WHAT YOU SHOULD DO =>
Copy the material word for word from the line containing "of the sky?" through the end of the material, inclusive. Leave the pictures out of your copy.

SOURCE DATA =>
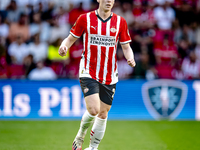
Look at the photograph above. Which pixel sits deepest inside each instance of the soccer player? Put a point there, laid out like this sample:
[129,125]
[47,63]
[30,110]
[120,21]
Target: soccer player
[98,73]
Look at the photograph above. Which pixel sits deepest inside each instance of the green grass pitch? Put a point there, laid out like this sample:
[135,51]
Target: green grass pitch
[120,135]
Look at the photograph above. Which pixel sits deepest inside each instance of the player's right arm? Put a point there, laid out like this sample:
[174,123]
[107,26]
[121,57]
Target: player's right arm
[66,44]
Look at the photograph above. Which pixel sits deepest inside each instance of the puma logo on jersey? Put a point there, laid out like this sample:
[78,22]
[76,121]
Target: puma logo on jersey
[113,30]
[93,27]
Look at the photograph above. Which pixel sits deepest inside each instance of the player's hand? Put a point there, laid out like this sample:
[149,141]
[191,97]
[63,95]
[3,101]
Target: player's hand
[131,62]
[62,51]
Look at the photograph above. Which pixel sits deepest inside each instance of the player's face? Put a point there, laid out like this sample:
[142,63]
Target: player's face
[106,5]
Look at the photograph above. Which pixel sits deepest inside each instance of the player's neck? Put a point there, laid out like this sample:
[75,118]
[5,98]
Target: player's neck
[104,14]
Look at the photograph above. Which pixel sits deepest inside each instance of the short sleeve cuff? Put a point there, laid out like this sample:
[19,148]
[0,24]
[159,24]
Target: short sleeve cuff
[125,42]
[74,35]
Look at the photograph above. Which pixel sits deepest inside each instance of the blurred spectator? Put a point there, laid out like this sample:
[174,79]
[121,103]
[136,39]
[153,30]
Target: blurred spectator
[39,26]
[75,13]
[4,29]
[177,72]
[59,26]
[18,50]
[20,28]
[58,63]
[42,72]
[164,16]
[143,65]
[38,49]
[3,63]
[185,33]
[165,52]
[191,66]
[13,12]
[185,11]
[29,64]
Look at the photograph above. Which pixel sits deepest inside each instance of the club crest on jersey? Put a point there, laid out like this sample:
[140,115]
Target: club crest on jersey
[113,30]
[164,99]
[86,90]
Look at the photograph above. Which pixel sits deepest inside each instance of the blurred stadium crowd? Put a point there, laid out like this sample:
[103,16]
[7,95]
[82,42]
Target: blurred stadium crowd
[165,38]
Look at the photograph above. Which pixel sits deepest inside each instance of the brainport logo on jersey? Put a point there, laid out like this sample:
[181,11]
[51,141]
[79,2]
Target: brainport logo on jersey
[164,99]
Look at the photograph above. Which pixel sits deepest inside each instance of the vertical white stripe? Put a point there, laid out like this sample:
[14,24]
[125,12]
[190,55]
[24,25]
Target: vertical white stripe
[107,52]
[114,78]
[98,51]
[88,44]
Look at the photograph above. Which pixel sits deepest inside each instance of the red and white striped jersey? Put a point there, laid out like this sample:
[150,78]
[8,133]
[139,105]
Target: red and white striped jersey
[99,60]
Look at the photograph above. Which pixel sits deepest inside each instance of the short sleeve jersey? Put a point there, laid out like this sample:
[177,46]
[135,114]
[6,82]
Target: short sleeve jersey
[99,58]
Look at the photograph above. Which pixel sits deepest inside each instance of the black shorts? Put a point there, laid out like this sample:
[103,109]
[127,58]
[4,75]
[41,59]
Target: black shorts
[90,86]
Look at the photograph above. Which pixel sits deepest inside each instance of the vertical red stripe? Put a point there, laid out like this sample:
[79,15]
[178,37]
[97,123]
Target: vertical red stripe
[93,61]
[109,67]
[102,63]
[93,48]
[86,48]
[103,53]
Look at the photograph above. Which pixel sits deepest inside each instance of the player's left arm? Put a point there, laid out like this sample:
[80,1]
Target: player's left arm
[128,53]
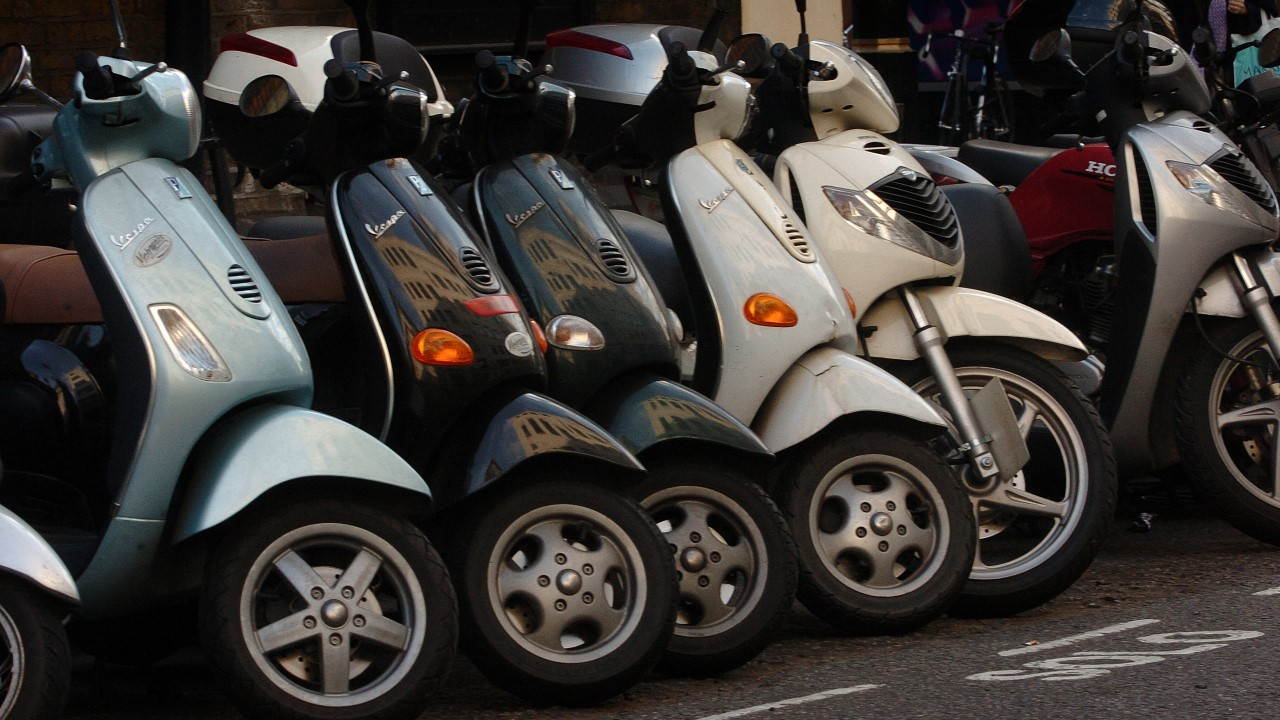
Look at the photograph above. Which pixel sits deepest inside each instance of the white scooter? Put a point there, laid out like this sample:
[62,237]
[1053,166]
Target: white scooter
[881,524]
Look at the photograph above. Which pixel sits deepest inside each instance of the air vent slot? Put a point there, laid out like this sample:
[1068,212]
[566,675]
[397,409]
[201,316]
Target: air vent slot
[615,259]
[243,283]
[1146,196]
[476,267]
[796,238]
[1242,173]
[915,197]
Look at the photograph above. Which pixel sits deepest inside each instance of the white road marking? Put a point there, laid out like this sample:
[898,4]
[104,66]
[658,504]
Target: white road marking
[1074,639]
[789,702]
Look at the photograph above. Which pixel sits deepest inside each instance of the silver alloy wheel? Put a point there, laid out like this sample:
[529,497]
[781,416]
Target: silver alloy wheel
[718,557]
[1244,417]
[563,582]
[333,614]
[1027,520]
[873,522]
[13,664]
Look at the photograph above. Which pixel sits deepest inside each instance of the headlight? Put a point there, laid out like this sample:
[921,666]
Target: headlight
[868,213]
[1205,182]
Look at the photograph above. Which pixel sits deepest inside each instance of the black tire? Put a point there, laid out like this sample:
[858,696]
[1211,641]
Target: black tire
[35,661]
[282,568]
[567,592]
[735,561]
[883,531]
[1029,552]
[1230,466]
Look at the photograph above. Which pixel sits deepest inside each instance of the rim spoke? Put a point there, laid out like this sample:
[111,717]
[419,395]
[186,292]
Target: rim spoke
[1008,497]
[336,666]
[383,630]
[300,574]
[284,633]
[361,572]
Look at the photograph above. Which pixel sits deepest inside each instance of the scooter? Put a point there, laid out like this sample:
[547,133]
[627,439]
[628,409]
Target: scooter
[567,589]
[316,593]
[1043,501]
[882,527]
[36,593]
[612,351]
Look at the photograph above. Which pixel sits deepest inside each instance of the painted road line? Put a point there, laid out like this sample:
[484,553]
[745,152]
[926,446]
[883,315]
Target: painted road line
[789,702]
[1074,639]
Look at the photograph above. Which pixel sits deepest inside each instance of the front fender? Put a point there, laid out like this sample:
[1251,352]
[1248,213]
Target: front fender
[26,555]
[533,425]
[263,447]
[960,311]
[828,383]
[648,410]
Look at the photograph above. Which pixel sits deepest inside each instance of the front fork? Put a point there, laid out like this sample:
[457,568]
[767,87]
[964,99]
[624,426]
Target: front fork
[929,342]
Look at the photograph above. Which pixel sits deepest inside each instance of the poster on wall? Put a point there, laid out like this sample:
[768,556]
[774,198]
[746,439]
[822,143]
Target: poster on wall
[935,23]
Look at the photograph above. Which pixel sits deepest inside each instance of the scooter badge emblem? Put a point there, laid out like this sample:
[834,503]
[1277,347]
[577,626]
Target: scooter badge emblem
[516,220]
[563,180]
[711,205]
[379,229]
[520,345]
[152,250]
[124,240]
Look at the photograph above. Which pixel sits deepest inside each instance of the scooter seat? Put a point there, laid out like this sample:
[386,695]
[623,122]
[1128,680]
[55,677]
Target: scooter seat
[46,286]
[1004,163]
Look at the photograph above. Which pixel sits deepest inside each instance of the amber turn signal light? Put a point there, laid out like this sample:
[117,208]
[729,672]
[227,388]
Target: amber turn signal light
[434,346]
[769,310]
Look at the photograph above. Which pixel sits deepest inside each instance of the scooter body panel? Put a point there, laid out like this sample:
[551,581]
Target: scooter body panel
[567,255]
[27,555]
[643,410]
[867,265]
[266,446]
[828,383]
[161,246]
[961,311]
[1159,273]
[735,240]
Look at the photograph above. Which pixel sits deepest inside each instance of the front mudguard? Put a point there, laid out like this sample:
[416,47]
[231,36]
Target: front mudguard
[263,447]
[26,555]
[960,311]
[647,410]
[828,383]
[534,425]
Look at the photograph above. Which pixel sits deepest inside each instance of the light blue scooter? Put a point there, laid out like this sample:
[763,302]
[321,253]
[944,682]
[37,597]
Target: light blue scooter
[219,483]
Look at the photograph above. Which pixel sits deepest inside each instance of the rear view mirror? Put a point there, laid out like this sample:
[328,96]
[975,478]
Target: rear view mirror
[14,68]
[1269,50]
[266,95]
[753,50]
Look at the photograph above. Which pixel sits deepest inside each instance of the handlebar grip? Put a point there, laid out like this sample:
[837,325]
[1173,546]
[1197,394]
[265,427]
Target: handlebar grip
[790,63]
[97,80]
[342,83]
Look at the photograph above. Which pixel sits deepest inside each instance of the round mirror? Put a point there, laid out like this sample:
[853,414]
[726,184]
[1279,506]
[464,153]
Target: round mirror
[14,68]
[266,95]
[1269,50]
[1051,45]
[753,50]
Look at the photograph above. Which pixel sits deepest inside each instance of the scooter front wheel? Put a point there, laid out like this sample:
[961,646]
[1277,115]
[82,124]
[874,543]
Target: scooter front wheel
[567,591]
[328,610]
[735,561]
[35,661]
[883,531]
[1038,531]
[1228,429]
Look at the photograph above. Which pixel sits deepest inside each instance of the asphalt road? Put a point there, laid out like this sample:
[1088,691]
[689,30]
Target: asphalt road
[1180,621]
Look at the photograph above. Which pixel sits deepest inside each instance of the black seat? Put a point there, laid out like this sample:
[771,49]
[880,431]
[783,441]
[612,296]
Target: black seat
[1004,163]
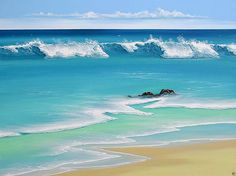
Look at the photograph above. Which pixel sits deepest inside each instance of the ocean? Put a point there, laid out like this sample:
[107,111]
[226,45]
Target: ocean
[64,94]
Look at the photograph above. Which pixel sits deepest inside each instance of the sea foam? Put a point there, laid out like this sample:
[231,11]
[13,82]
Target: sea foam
[70,49]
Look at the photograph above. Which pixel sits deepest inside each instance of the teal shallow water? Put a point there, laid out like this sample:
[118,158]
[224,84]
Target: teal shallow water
[64,96]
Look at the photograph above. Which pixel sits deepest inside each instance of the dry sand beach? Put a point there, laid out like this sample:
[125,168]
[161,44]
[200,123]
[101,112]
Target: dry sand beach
[207,159]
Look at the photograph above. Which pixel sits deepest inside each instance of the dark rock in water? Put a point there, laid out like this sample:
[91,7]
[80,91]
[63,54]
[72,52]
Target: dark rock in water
[147,94]
[151,95]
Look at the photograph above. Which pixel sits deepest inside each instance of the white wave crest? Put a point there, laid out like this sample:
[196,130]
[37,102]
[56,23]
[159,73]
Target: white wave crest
[176,49]
[193,103]
[70,49]
[131,46]
[230,47]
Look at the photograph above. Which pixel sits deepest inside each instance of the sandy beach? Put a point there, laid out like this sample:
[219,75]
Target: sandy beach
[205,159]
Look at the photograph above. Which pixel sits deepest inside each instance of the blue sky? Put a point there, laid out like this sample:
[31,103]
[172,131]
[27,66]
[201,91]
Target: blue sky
[117,14]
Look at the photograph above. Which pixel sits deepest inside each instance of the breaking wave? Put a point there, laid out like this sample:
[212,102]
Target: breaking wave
[175,49]
[71,49]
[180,48]
[180,102]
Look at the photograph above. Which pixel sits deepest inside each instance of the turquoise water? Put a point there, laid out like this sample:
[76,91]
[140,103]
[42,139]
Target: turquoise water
[63,94]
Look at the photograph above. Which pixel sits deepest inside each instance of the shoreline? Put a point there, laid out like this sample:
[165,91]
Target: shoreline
[216,158]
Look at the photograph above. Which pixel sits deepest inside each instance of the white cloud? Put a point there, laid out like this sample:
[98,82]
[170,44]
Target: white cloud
[158,14]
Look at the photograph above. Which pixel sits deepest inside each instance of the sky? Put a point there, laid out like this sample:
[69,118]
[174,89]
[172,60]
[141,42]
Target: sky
[119,14]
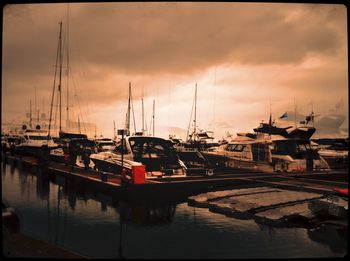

TASK SOLUTION =>
Look at the photograph above. Which pixel sits deepest inside each instance of the sky? Put a point there, laid out like this sample:
[69,118]
[174,89]
[172,60]
[141,42]
Target: sky
[119,14]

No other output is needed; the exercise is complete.